В проекте вы сохранили кирпичные пивоваренные цеха и одновременно запланировали современные жилые корпуса, поставив их на 35-метровые опоры. Что лично для вас было главным мотивом: сохранить наследие, сделать проект финансово прибыльным?

П.М. Мы, конечно, двумя руками за сохранение наследия. Более того, по старым чертежам и планам мы восстановим тот фабричный корпус, который до нашего времени не дожил. Но неверно делить проект на историческую и коммерческую части. Для девелопера это единая территория, а для нас единый проект. В фабричных корпусах будут работать коворкинг, фудмаркет, шопинг, фитнес-студия, всевозможные образовательные центры, естественно – кафе и рестораны, даже банный комплекс. В одном из корпусов мы планируем расположить небольшую пивоварню, там будут варить пиво, что возродит характер участка. Историческая часть проекта открыта для всех жителей Москвы, и я надеюсь, она тоже будет коммерчески успешной.

Мы любим строить у реки: и «Тейт Модерн», и гамбургская филармония тоже стоят у воды

Что касается жилых корпусов, то да, они парят над землей на высоте 35 м, опираясь на серию колонн. С балконов и террас открываются потрясающие виды.

Колонны, наверное, недешевы в реализации?

П.М. Эта конструкция, конечно, удорожает строительство, но отнюдь не критически.

УСЛОВИЯ ЗАДАНИЙ:
1. Согласно интервью, на какой высоте над землей будут находиться жилые корпуса?
2. Определите, соответствуют ли интервью следующие утверждения: (a) в одном из фабричных корпусов планируется разместить небольшую пивоварню; (b) историческая часть проекта будет закрыта для посторонних; (c) колонны критически удорожают строительство.
Записи здесь никакой роли не играют.

НАБОР ЗАПИСЕЙ:
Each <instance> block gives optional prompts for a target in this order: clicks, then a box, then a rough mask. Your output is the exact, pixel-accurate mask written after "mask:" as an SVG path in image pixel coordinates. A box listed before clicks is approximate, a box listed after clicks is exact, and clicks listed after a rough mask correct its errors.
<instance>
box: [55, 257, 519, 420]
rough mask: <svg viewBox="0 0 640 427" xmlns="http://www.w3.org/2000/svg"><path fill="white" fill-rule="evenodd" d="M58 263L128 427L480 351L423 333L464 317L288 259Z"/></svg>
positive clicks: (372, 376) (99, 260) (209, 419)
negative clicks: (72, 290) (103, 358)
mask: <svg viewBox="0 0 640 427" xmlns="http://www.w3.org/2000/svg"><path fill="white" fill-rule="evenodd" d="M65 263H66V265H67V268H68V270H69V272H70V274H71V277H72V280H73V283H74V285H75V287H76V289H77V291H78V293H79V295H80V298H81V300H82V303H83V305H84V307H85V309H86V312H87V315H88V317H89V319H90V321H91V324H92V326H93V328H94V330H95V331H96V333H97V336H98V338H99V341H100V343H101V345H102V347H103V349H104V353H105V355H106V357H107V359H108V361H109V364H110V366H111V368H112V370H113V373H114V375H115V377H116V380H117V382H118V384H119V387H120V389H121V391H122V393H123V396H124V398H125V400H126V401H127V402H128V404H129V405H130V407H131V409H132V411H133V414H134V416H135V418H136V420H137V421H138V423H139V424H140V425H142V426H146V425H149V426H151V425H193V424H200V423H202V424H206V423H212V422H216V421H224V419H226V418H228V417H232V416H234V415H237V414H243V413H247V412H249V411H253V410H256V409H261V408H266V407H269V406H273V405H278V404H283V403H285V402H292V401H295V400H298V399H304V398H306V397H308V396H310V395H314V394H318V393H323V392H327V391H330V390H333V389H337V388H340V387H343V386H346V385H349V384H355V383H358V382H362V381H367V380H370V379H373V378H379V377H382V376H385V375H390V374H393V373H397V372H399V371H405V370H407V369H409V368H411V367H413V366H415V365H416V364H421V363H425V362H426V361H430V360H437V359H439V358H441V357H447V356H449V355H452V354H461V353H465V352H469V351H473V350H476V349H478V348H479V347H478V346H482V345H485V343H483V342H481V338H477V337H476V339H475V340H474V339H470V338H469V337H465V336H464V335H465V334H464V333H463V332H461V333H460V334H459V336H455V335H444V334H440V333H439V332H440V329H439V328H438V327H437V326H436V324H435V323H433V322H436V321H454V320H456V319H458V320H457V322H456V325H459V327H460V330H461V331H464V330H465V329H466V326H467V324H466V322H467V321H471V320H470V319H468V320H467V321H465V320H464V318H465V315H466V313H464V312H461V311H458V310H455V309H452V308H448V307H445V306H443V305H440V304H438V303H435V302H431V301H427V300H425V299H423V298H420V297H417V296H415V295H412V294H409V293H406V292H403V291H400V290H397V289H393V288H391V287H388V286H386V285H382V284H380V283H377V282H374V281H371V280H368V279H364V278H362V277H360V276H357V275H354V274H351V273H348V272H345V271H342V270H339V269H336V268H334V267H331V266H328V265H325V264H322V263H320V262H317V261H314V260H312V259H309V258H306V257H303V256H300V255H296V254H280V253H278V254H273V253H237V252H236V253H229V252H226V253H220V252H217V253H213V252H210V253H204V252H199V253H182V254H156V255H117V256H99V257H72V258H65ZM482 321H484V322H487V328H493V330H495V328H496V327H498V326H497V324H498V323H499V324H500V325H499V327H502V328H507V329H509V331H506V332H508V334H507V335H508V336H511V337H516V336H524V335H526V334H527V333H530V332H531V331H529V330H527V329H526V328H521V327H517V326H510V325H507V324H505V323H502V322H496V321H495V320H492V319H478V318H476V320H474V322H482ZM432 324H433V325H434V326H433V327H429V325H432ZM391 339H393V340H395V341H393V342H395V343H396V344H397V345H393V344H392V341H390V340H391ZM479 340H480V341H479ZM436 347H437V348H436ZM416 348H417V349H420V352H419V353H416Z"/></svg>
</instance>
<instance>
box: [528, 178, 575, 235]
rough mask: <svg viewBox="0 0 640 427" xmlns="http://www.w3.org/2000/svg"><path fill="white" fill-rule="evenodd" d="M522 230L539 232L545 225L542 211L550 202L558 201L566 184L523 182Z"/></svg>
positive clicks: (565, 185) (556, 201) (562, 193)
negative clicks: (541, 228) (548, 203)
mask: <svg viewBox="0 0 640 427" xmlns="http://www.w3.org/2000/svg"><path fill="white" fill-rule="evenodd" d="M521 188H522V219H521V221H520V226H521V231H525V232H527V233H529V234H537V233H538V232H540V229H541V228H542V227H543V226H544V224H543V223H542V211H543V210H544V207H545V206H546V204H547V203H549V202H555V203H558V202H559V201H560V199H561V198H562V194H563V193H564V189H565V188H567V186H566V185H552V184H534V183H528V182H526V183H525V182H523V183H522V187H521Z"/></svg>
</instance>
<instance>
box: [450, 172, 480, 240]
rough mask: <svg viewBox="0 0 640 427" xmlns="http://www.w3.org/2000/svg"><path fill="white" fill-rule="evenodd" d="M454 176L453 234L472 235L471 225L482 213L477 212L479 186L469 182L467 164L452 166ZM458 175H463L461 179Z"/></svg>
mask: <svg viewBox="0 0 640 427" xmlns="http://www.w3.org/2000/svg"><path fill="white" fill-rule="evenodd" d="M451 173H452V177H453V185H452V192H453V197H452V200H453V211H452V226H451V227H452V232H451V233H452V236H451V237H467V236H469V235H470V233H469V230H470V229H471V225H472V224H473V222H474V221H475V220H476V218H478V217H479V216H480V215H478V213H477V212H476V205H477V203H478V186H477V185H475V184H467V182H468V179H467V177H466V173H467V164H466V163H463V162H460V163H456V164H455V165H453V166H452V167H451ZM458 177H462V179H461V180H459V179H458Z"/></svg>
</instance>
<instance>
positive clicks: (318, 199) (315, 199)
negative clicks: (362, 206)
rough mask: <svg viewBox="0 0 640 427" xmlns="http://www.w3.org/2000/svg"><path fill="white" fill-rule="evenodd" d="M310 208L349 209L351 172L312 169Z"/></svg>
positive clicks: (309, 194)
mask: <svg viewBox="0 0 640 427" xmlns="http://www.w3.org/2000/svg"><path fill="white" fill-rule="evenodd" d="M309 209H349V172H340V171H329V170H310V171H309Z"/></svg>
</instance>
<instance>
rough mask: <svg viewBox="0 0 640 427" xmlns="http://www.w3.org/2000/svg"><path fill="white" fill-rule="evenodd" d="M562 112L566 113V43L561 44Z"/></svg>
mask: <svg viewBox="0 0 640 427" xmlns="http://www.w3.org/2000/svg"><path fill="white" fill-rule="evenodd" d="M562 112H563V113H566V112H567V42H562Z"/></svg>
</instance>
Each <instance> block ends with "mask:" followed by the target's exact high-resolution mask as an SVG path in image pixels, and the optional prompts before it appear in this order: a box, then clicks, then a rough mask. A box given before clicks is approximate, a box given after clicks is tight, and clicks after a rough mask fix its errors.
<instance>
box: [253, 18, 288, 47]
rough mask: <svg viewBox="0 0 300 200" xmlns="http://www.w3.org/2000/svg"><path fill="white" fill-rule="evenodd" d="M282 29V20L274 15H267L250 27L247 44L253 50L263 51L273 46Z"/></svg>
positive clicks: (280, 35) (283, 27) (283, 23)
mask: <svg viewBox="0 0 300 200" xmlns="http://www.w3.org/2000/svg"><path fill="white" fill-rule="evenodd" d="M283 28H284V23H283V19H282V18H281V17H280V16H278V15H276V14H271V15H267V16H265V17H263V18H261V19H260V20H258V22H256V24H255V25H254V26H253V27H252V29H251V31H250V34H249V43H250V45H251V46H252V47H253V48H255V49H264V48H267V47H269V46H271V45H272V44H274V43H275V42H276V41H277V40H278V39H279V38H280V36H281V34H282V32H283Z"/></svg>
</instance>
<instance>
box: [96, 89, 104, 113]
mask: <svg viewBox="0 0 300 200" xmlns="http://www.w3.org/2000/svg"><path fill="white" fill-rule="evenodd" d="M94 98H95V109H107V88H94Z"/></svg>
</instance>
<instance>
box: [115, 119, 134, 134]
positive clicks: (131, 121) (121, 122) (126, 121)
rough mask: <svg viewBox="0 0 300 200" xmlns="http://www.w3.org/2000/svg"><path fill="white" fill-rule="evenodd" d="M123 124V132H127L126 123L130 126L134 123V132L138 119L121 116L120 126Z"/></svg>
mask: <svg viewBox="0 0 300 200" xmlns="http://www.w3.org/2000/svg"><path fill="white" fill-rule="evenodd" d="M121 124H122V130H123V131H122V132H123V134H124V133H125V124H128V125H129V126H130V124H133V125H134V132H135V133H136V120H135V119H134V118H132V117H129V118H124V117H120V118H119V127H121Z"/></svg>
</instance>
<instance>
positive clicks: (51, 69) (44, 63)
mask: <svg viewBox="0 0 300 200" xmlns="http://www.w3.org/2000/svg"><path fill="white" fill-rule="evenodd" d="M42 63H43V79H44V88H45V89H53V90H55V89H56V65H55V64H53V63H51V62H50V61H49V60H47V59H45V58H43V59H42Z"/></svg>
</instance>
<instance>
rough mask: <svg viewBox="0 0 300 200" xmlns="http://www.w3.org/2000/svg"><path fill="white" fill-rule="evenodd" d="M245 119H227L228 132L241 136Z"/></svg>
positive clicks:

СПИСОК ОТВЕТОВ:
1. На высоте 35 м.

2.
(a) Да: «В одном из корпусов мы планируем расположить небольшую пивоварню».
(b) Нет: «Историческая часть проекта открыта для всех жителей Москвы».
(c) Нет: «Эта конструкция, конечно, удорожает строительство, но отнюдь не критически».